Directions:
Copy the data from its first line through the line containing "box: [0, 0, 239, 203]", renaming "negative clicks" to "background clicks" and keeping everything else the same.

Exercise inputs:
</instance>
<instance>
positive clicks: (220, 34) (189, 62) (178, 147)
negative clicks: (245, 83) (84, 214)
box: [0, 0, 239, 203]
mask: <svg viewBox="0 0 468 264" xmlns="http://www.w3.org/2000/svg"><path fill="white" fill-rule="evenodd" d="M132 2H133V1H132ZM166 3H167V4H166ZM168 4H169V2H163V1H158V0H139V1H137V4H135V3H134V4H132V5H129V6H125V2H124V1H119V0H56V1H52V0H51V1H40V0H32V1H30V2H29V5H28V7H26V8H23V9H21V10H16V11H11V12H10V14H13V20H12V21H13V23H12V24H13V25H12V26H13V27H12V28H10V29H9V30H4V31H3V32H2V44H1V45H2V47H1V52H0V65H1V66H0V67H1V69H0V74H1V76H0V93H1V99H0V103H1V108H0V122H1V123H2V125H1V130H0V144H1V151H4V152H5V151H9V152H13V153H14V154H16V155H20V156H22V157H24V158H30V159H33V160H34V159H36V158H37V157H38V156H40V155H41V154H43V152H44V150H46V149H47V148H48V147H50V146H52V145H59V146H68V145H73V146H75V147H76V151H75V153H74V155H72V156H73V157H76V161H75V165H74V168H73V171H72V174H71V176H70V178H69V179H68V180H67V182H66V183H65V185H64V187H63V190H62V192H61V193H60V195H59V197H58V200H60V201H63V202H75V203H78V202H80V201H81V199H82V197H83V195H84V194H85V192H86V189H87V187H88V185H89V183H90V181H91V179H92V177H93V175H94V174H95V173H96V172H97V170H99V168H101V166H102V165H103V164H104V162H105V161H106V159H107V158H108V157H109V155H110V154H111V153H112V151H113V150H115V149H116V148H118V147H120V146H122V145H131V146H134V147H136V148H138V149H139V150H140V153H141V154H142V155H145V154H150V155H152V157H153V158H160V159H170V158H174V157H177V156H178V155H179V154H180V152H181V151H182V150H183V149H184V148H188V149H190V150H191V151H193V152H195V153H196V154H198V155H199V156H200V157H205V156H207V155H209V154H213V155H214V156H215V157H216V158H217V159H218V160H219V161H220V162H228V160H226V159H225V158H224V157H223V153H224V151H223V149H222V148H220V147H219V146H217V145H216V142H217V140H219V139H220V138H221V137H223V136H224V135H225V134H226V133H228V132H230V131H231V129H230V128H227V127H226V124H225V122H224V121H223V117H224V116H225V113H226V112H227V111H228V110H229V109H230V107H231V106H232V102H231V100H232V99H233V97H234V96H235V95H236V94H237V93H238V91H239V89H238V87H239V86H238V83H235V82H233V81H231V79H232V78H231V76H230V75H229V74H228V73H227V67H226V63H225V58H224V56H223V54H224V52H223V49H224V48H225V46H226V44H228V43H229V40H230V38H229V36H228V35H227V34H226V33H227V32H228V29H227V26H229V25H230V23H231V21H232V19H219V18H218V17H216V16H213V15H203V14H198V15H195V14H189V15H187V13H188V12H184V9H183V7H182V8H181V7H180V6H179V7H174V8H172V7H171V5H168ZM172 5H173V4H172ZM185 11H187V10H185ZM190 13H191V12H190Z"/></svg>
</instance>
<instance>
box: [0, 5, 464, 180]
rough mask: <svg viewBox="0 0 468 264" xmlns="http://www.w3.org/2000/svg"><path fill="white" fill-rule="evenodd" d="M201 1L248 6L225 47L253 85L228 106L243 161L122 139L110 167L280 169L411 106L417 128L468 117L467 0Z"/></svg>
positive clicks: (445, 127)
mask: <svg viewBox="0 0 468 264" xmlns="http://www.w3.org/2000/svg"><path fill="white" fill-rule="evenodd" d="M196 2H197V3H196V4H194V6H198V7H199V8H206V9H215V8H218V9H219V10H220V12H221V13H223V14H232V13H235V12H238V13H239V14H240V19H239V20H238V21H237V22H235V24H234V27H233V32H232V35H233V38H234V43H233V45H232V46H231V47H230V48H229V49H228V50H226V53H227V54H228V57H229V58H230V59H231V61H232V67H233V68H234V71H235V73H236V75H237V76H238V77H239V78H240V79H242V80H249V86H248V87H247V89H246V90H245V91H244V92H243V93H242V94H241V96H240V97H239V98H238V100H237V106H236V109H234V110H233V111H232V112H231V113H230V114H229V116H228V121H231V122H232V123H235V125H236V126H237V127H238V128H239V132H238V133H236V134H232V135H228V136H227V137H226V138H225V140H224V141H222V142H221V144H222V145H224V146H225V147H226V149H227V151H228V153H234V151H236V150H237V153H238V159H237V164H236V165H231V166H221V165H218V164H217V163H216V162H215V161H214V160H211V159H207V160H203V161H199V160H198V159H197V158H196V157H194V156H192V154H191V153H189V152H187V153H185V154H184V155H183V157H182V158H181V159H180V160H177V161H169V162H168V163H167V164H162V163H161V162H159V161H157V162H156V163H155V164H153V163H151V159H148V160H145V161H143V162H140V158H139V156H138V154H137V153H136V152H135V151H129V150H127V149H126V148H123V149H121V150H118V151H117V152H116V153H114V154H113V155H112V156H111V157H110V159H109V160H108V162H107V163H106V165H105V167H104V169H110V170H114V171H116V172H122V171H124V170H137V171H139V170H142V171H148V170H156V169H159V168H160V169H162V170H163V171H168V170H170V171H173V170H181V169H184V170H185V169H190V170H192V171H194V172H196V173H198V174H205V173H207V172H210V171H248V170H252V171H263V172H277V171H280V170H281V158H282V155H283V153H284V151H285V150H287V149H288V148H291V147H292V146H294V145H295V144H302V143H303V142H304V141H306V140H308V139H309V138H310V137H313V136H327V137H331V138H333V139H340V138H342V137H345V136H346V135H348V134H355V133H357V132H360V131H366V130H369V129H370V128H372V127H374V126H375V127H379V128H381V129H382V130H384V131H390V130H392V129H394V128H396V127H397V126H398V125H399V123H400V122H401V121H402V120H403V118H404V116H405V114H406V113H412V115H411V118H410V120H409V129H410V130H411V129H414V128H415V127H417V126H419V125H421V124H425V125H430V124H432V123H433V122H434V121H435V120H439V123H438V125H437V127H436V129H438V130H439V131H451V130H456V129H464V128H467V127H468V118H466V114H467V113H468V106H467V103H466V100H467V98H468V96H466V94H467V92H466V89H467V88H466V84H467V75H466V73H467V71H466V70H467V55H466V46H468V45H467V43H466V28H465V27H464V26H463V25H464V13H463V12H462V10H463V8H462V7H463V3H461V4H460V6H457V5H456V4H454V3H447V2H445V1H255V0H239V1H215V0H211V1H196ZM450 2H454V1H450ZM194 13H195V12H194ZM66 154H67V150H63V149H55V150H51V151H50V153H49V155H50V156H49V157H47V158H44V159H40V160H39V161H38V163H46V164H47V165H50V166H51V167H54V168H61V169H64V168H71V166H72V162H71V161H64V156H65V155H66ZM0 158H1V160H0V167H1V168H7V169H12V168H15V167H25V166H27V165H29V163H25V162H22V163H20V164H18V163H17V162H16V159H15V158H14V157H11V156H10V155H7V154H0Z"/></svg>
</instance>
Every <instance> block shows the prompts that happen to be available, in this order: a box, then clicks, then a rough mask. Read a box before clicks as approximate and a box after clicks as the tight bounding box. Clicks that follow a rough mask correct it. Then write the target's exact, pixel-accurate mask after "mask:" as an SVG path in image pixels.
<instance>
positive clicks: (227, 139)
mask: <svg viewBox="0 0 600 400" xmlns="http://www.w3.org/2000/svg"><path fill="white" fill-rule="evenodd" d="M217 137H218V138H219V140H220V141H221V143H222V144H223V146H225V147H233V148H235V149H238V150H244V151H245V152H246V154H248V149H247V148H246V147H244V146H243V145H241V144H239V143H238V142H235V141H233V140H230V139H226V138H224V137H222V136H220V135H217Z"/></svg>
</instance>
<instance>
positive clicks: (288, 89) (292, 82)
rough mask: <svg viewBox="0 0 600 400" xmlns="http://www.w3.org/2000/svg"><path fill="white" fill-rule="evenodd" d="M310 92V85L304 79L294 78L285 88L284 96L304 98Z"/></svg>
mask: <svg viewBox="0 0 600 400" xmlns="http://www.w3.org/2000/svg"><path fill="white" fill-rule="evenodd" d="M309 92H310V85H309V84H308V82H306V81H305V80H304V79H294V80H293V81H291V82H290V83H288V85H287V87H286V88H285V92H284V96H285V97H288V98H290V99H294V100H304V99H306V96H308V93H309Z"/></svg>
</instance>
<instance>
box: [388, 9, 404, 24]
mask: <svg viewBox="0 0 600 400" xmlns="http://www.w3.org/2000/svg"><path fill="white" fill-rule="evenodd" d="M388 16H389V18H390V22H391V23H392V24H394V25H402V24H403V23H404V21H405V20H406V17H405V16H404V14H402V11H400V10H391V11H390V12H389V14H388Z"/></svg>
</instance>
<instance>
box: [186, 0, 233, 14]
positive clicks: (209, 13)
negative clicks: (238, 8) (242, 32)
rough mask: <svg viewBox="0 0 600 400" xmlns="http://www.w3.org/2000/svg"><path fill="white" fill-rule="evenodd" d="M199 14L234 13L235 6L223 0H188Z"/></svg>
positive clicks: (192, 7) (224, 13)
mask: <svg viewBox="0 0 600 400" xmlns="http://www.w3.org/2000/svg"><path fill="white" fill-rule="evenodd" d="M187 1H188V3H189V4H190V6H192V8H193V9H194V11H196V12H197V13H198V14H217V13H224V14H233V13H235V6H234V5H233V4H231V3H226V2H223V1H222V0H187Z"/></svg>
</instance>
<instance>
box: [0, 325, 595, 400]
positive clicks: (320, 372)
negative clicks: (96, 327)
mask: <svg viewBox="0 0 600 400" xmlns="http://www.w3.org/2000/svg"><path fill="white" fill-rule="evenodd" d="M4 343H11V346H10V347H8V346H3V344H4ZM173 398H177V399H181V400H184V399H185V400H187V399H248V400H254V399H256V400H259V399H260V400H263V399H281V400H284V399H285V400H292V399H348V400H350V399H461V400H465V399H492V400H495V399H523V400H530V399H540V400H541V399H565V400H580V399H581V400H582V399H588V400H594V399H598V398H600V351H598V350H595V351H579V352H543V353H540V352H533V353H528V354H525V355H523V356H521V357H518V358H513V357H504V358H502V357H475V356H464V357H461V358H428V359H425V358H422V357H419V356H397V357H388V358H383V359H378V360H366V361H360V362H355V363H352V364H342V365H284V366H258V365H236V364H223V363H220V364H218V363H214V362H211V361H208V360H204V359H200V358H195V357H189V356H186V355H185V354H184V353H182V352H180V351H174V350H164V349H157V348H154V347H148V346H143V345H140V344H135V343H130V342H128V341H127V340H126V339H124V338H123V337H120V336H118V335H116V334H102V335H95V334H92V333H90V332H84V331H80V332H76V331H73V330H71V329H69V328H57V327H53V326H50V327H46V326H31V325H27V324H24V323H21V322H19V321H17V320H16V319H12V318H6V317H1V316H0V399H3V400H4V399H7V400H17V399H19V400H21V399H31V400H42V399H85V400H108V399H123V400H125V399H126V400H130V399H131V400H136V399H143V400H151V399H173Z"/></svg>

The completed task:
</instance>
<instance>
positive clicks: (220, 34) (189, 62) (178, 147)
background clicks: (245, 83) (84, 214)
box: [0, 0, 239, 203]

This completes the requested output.